## Instructions for the task
Copy every line of the records below word for word, leaving out the pictures.

## Records provided

######

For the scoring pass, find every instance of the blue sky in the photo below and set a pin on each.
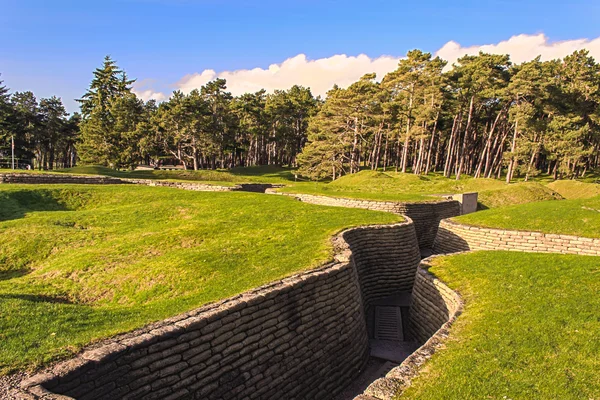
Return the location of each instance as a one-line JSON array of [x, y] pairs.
[[51, 47]]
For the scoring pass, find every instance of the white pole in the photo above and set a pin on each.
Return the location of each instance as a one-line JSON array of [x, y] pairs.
[[12, 138]]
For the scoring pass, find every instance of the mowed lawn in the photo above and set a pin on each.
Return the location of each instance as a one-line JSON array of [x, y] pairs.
[[79, 263], [407, 187], [579, 217], [530, 329]]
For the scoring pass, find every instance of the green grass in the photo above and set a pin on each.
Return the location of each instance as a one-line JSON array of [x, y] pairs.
[[529, 329], [392, 186], [575, 189], [570, 217], [516, 193], [79, 263], [260, 174]]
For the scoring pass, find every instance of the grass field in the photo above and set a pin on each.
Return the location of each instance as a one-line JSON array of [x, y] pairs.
[[575, 189], [392, 186], [370, 185], [570, 217], [529, 329], [79, 263]]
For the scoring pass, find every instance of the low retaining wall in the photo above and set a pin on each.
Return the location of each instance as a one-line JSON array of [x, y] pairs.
[[426, 216], [434, 308], [454, 237], [58, 178], [304, 337], [200, 187], [104, 180]]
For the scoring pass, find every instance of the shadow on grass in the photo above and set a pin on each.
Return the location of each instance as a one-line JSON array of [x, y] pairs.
[[35, 298], [481, 206], [16, 204]]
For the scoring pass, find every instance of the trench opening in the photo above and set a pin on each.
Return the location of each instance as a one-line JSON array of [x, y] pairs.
[[390, 341]]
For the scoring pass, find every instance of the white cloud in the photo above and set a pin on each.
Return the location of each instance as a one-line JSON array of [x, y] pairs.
[[321, 74], [523, 48], [143, 90], [149, 94]]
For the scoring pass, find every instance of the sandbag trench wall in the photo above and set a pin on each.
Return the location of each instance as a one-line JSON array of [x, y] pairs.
[[300, 338], [426, 216], [387, 270], [434, 308], [454, 237]]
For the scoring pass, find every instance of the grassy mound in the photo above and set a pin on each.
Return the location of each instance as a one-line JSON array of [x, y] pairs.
[[575, 189], [516, 193], [79, 263], [529, 329], [570, 217], [207, 176], [391, 186]]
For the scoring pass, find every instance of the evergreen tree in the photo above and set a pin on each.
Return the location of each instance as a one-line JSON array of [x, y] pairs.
[[100, 140]]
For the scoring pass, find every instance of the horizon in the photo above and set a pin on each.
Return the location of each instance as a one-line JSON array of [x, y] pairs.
[[55, 48]]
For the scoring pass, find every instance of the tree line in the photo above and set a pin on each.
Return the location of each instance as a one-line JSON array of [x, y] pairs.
[[207, 128], [43, 134], [485, 117]]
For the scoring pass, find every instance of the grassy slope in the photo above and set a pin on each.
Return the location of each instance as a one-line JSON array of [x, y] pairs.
[[371, 185], [529, 329], [575, 189], [570, 217], [79, 263], [261, 174], [516, 193], [394, 186]]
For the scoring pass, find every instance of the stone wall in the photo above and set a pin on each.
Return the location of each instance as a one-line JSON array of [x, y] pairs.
[[434, 308], [304, 337], [453, 237], [200, 187], [58, 178], [386, 259], [425, 216]]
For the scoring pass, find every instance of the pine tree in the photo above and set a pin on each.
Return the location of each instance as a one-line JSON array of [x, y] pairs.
[[100, 142]]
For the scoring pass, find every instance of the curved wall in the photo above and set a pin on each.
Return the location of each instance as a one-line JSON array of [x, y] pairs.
[[200, 187], [454, 237], [434, 307], [425, 216], [386, 259], [304, 337]]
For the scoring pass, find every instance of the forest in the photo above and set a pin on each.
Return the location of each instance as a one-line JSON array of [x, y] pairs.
[[483, 116]]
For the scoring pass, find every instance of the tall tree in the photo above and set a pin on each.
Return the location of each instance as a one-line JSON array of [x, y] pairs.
[[100, 141]]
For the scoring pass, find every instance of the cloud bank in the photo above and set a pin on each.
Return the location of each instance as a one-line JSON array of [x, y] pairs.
[[522, 48], [321, 74]]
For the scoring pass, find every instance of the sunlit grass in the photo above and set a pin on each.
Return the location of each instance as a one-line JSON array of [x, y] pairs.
[[529, 329], [79, 263]]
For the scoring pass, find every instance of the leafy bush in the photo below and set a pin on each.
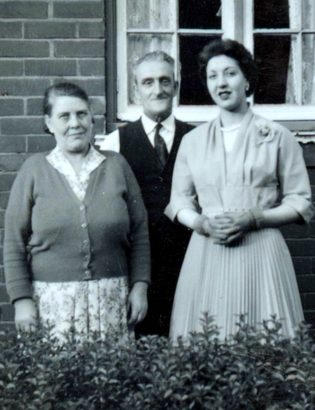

######

## Response to this task
For the scoring pass, find every instance of the blue sky in the photo below and set a pin on each.
Return the location of each instance as a one-line JSON array of [x, y] pairs.
[[51, 47]]
For the scoring pass, find every instance of the white pole in the photo above and set a pin on each.
Return the location of each instance as a one-line JSON array of [x, y] pairs.
[[12, 138]]
For the scoring pass, find every instance of the mowed lawn in the photo above and set a pin on each.
Return the location of each instance as a one-line JSON array of [x, y] pairs.
[[79, 263], [407, 187], [579, 217], [530, 329]]
For the scoring pass, find every instance of the green grass in the photo above and set a pin on each.
Return the location of each instance as a one-line JSON array of [x, y] pairs.
[[529, 329], [392, 186], [575, 189], [570, 217], [516, 193], [79, 263], [260, 174]]
For the scoring pass, find every instance of the grass field in the photo above and set a pin on each.
Return the location of each instance as a one-line JSON array of [x, y] pairs.
[[575, 189], [392, 186], [370, 185], [570, 217], [529, 329], [79, 263]]
For the scoring pass, find every instance of the low retaining wall in the photo above and set a pin on each.
Return the location of each instance as a one-line JSON array of [x, y] pairs.
[[426, 216], [434, 308], [454, 237], [58, 178], [304, 337], [200, 187], [104, 180]]
For the scoring pass, find every instance of the shadow on grass in the photo above and set a pin on each.
Return the location of each instance as a one-line JSON array of [x, y] pairs.
[[35, 298], [481, 206], [16, 204]]
For the scoring pass, find every instance of the trench opening in the photo above and set a pin on each.
Return the location of each instance as a one-line JSON array of [x, y] pairs.
[[390, 341]]
For the scoring pass, find every instance of the white cloud in the photo above and set a pin on each.
Return the location of each instance as a one-line JSON array of [x, y] pairs.
[[321, 74], [523, 48], [143, 90], [149, 94]]
For the scoring pass, find every instance of the sandbag trench wall in the photo above and set a pin on each.
Return the location of each instance as a one-line JSON array of [x, y] pairs.
[[300, 338], [426, 216], [387, 270], [434, 308], [454, 237]]
For the scoring pass, find every instance of the grassy mound in the photo above and set a pin on each.
Return the location of each instance as a one-line JSON array of [x, y] pairs.
[[575, 189], [516, 193], [79, 263], [529, 329], [570, 217], [207, 176], [391, 186]]
For the scoring pass, find every instance of the evergreen tree in the photo above and set a pin on each.
Return the location of each instance as a one-line JSON array of [x, y] pairs.
[[100, 140]]
For the scoring pass, find every instance of the horizon in the photo above and set a pin on each.
Return the location of each instance as a one-line JSON array of [x, y] pairs.
[[55, 48]]
For the scoring pass, find every instance of the tree line in the photo above and set a pin on each.
Return the location of each instance as a one-line JSON array of [x, y] pairs.
[[207, 128], [43, 134], [485, 117]]
For the scoring pass, find every instance of the grassy slope in the photo above and set a pin on each.
Return the location of each instance as a one-line JSON array of [x, y] pairs.
[[371, 185], [529, 329], [575, 189], [570, 217], [79, 263], [261, 174], [516, 193], [394, 186]]
For the scoring pass, find every instance of the stone wall in the photo above and set a pin on each.
Return the location of each instance as a one-line JSON array of [x, y] pairs.
[[434, 308], [304, 337], [453, 237], [200, 187], [58, 178], [386, 259], [425, 216]]
For the scoring pass, find every instance of the pine tree in the photo above and set a pin on each.
Return the location of each instance as a one-line JSON array of [x, y] pairs.
[[100, 142]]
For the scoring pass, find every instance of the curved wall in the photo above and set a pin on each.
Return the location of each instance as a one-line JSON array of [x, y] pairs.
[[200, 187], [454, 237], [434, 307], [425, 216], [386, 259], [304, 337]]
For the scoring pass, find every instance of the forest in the photo above and set a pin on each.
Return the location of each instance as a one-line JSON array of [x, y] pairs.
[[483, 116]]
For the scoring pass, find every instance of the tall tree in the photo above and set a pin on each.
Return the location of each instance as a one-line JSON array of [x, y] pairs.
[[100, 141]]
For the scoring pass, find every instance of the cloud bank in the photo above and set a pin on each.
Return the location of each instance as a one-line JSON array of [x, y] pairs.
[[522, 48], [321, 74]]
For the scoring pass, find every instance of the sunlit grass in the photo above and set a pin on each.
Return the location of each instance as a one-line JSON array of [x, y] pairs.
[[529, 329], [79, 263]]
For the scoring pass, find every instance of the leafy bush in the photo below and set a pin on each.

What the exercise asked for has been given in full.